**Referring expression pointing data:**
════════════════════
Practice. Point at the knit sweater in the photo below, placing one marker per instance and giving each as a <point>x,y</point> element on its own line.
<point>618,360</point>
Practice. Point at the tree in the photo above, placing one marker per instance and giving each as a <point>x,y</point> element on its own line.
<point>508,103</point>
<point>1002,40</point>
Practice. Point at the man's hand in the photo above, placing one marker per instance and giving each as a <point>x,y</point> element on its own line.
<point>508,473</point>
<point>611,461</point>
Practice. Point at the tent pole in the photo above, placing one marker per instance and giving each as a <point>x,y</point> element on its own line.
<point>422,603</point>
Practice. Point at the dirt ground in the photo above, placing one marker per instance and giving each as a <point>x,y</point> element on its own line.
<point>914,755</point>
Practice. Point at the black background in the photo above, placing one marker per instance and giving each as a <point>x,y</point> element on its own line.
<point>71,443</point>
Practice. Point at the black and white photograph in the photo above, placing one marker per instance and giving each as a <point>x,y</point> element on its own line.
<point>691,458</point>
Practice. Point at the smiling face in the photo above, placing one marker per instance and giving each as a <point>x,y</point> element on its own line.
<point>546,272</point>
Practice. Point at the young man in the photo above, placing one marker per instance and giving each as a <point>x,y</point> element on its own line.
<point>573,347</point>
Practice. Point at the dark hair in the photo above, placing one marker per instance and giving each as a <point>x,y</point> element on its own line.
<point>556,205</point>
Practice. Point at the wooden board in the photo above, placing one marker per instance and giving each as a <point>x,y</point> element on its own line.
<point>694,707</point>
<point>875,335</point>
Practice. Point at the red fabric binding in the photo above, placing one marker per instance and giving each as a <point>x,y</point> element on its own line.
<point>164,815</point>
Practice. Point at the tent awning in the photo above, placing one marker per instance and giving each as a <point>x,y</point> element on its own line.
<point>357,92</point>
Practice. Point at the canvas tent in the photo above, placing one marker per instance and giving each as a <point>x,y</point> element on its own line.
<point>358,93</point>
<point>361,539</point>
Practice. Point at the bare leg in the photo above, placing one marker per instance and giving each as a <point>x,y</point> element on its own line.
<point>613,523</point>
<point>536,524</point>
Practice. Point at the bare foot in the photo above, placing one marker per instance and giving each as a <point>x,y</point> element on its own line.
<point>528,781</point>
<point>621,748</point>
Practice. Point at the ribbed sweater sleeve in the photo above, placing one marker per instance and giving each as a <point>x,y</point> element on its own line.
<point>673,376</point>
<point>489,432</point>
════════════════════
**TASK OBJECTIVE:** All lines from the one that holds "Practice. Point at the bare leg" through the end of the records are to be returned exactly, including both boundary lines, and no others.

**EXERCISE ANSWER:**
Practice. Point at the bare leg in the photo above, placing one marker per instance and giving each as a <point>x,y</point> element on its own line.
<point>613,523</point>
<point>536,524</point>
Practice. Point at the bare foot in the photo above, placing one marker per instance and giving each as a <point>x,y</point> element on its own line.
<point>528,781</point>
<point>621,748</point>
Practice. Point at the ribbed sweater sleeve in the photo above, placing one marker per instance and giving each as a <point>x,y</point> element on its own line.
<point>673,376</point>
<point>489,432</point>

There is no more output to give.